Point localization data:
-- -- --

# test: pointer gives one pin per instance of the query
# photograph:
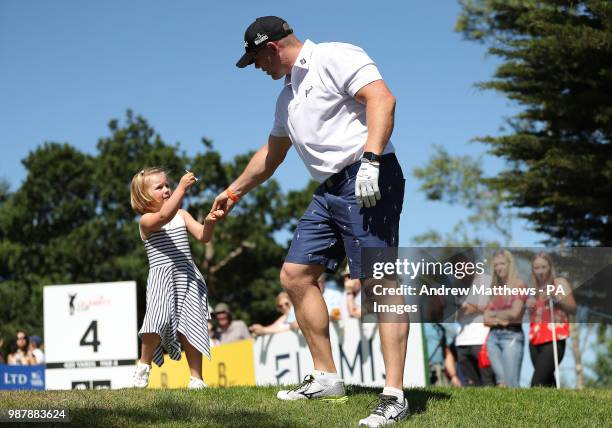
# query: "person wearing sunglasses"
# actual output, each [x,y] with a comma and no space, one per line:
[285,322]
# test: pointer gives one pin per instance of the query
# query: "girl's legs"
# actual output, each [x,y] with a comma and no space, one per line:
[150,341]
[495,356]
[544,363]
[513,356]
[194,357]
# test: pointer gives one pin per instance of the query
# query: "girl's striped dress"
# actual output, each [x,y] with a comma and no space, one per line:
[177,297]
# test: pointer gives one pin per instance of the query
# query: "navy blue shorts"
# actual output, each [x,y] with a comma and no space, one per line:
[334,226]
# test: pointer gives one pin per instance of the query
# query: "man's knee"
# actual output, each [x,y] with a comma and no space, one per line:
[294,278]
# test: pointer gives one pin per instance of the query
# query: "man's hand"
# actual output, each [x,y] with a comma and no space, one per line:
[256,329]
[224,203]
[366,184]
[213,216]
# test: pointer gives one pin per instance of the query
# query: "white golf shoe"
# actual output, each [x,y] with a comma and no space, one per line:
[388,411]
[195,383]
[141,375]
[311,389]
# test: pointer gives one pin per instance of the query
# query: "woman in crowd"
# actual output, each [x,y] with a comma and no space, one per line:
[20,355]
[503,315]
[285,322]
[541,328]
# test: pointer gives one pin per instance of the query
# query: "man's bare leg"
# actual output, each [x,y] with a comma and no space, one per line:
[300,281]
[394,340]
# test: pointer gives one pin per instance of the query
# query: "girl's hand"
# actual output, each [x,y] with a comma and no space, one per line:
[187,181]
[213,216]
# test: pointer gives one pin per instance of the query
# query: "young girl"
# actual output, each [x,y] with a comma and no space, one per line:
[177,304]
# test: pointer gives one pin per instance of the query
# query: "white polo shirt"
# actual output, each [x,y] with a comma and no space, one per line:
[317,110]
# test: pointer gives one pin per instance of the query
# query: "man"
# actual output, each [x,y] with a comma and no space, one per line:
[230,330]
[338,113]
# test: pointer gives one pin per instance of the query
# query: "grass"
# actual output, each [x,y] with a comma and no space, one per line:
[258,406]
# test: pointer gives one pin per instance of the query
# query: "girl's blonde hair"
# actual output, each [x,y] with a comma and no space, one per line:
[551,272]
[512,273]
[140,198]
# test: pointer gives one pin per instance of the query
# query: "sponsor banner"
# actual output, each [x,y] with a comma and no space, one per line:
[284,358]
[90,335]
[230,365]
[22,377]
[90,378]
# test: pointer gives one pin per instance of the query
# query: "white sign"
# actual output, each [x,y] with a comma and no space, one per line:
[283,358]
[90,335]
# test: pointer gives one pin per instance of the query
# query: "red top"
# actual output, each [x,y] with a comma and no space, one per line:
[540,329]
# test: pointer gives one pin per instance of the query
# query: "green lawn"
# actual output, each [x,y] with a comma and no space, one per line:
[254,407]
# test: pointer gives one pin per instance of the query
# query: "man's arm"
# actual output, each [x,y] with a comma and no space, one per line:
[380,114]
[261,167]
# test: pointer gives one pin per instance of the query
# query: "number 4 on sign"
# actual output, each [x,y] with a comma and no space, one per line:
[93,329]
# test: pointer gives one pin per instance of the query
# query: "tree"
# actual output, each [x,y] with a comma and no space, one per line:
[459,180]
[557,67]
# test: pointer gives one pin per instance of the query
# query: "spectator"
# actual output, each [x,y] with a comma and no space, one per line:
[503,315]
[333,297]
[442,362]
[284,306]
[213,335]
[230,330]
[541,328]
[441,358]
[353,293]
[472,335]
[35,349]
[20,355]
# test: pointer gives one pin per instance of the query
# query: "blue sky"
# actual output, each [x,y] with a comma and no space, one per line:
[68,67]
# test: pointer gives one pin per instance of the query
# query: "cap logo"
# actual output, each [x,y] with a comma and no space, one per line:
[260,39]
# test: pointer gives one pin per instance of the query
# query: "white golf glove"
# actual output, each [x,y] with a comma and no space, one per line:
[366,184]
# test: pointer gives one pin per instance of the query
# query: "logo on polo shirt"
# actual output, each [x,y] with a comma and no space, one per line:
[260,39]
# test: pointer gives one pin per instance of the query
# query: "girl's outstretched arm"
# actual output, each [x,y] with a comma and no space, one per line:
[151,222]
[201,232]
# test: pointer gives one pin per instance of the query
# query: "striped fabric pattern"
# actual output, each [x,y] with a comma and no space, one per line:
[177,297]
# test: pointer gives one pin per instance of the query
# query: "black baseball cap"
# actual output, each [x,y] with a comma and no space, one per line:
[262,30]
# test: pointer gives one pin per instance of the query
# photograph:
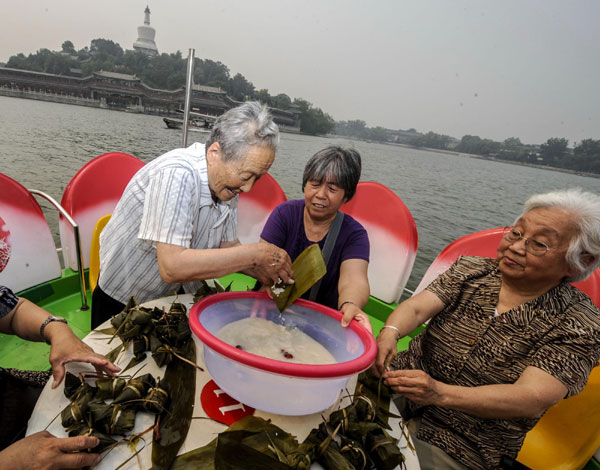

-- -- --

**Work instructions**
Find the word "polo" in the records and pull out each line that has it.

**Answer section**
# query: "white polo shirt"
# query: "logo on polo shirt"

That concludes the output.